## EXERCISE DETAILS
Once the line holding "Target: tall thin wooden post" is found in the listing below, write it out and each later line exactly, up to and including the one holding "<point>83,234</point>".

-- ENTRIES SHOWN follows --

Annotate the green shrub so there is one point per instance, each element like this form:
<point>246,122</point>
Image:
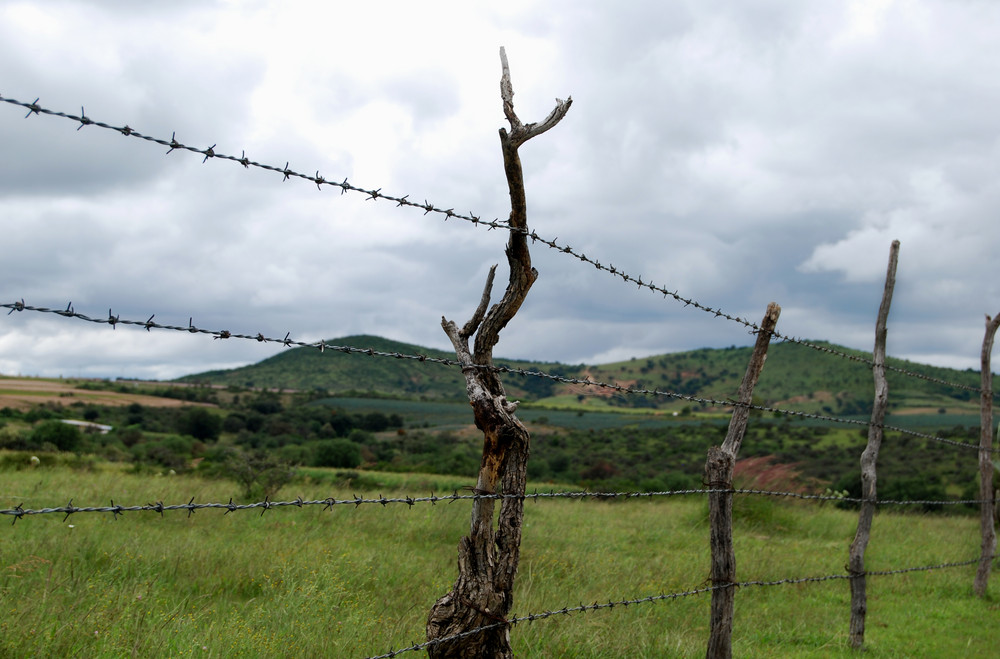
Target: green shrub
<point>341,453</point>
<point>63,436</point>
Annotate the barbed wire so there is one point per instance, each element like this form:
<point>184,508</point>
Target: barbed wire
<point>596,606</point>
<point>328,503</point>
<point>427,207</point>
<point>148,324</point>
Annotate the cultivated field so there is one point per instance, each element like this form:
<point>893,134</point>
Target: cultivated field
<point>23,393</point>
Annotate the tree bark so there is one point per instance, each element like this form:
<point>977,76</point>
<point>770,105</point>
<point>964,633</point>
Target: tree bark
<point>488,558</point>
<point>856,561</point>
<point>986,491</point>
<point>719,475</point>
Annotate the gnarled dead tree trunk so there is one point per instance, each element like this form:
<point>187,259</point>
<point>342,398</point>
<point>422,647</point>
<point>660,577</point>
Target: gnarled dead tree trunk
<point>488,557</point>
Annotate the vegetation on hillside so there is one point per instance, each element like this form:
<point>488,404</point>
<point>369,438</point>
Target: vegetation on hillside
<point>796,378</point>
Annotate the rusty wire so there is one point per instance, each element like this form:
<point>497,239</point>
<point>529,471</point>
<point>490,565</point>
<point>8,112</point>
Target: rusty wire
<point>114,320</point>
<point>596,606</point>
<point>427,207</point>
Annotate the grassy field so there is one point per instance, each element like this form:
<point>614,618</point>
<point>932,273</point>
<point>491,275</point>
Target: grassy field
<point>358,581</point>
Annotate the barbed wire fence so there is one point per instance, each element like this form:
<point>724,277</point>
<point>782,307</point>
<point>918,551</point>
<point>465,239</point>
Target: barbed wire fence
<point>374,194</point>
<point>173,144</point>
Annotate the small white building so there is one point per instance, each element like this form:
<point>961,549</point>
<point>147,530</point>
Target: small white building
<point>88,425</point>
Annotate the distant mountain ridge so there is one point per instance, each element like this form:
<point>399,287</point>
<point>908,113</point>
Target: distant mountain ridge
<point>795,377</point>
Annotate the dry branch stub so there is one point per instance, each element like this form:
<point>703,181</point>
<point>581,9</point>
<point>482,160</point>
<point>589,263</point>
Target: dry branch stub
<point>856,560</point>
<point>719,475</point>
<point>488,557</point>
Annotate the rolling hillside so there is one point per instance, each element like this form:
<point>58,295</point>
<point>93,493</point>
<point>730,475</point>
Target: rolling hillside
<point>795,377</point>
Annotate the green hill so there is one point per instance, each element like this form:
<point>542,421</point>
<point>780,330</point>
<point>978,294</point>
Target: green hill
<point>795,377</point>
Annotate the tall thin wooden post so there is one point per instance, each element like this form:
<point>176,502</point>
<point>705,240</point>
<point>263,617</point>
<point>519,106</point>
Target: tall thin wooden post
<point>986,494</point>
<point>719,476</point>
<point>856,562</point>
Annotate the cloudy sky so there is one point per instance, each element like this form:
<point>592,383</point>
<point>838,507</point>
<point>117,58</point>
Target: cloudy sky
<point>738,152</point>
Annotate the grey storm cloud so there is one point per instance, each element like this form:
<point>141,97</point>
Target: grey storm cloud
<point>735,152</point>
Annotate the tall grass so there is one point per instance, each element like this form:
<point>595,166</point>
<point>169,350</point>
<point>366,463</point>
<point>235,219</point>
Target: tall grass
<point>357,581</point>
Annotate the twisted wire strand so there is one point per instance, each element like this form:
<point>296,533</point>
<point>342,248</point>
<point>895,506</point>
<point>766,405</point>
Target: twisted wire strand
<point>596,606</point>
<point>191,506</point>
<point>322,346</point>
<point>427,207</point>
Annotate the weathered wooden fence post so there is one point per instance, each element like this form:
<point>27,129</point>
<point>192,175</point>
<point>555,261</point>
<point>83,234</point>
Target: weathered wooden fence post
<point>986,493</point>
<point>719,476</point>
<point>856,561</point>
<point>488,558</point>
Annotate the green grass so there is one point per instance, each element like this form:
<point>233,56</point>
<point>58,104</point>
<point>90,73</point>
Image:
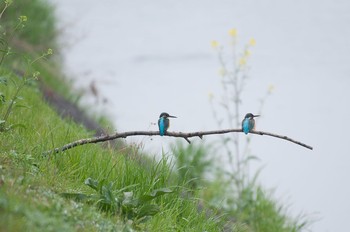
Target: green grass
<point>91,188</point>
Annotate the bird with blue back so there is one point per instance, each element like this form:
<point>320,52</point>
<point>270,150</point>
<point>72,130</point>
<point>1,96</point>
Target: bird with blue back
<point>248,123</point>
<point>164,123</point>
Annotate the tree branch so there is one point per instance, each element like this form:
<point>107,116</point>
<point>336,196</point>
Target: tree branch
<point>199,134</point>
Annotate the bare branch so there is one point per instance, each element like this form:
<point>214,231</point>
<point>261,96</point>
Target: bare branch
<point>199,134</point>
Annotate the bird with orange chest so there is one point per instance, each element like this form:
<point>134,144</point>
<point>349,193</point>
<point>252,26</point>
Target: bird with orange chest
<point>248,123</point>
<point>164,123</point>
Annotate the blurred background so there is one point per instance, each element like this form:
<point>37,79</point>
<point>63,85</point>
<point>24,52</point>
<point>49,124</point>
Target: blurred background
<point>135,60</point>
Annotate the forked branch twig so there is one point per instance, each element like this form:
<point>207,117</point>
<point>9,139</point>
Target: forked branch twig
<point>186,136</point>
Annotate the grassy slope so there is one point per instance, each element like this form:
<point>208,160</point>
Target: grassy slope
<point>31,185</point>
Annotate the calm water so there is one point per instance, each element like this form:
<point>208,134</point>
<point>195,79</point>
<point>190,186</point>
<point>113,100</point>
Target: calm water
<point>154,57</point>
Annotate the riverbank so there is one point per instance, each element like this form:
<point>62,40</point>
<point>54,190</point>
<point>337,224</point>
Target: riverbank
<point>95,188</point>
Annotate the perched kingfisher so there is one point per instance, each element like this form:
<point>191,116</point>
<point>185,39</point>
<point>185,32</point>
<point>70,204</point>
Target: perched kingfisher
<point>248,123</point>
<point>164,123</point>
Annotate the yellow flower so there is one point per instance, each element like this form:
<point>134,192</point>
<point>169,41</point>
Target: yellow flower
<point>232,32</point>
<point>222,72</point>
<point>252,42</point>
<point>242,61</point>
<point>214,44</point>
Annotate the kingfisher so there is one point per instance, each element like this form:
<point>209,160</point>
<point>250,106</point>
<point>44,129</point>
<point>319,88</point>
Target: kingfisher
<point>164,123</point>
<point>248,123</point>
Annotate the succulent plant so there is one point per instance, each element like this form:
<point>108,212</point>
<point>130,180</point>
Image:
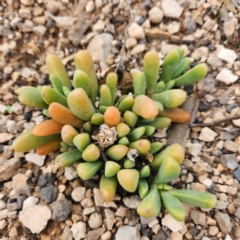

-- ENTRIES SHOWN concluded --

## ANSWER TO THIS PROBLEM
Target: tall thin wooden post
<point>986,494</point>
<point>719,476</point>
<point>856,562</point>
Annotate the cloudy sky so there is one point per instance, each element like this form:
<point>592,383</point>
<point>838,507</point>
<point>117,58</point>
Target: cloudy sky
<point>738,152</point>
Annotate the grey storm cloud so there is one point per instance, each element like this form:
<point>141,97</point>
Target: grey storm cloud
<point>735,152</point>
Annotate the tall grass so there is one point per instance, each element like this form:
<point>595,166</point>
<point>169,350</point>
<point>366,463</point>
<point>235,219</point>
Target: tall grass
<point>357,581</point>
Annotate the twisted wire strand so there is one point per instance, each element like this form:
<point>296,533</point>
<point>342,248</point>
<point>895,506</point>
<point>766,405</point>
Target: twisted wire strand
<point>596,606</point>
<point>191,506</point>
<point>322,346</point>
<point>427,207</point>
Annotate the weathered wooden fence post so there is one point per instance, each element like this form:
<point>27,129</point>
<point>192,175</point>
<point>555,261</point>
<point>83,234</point>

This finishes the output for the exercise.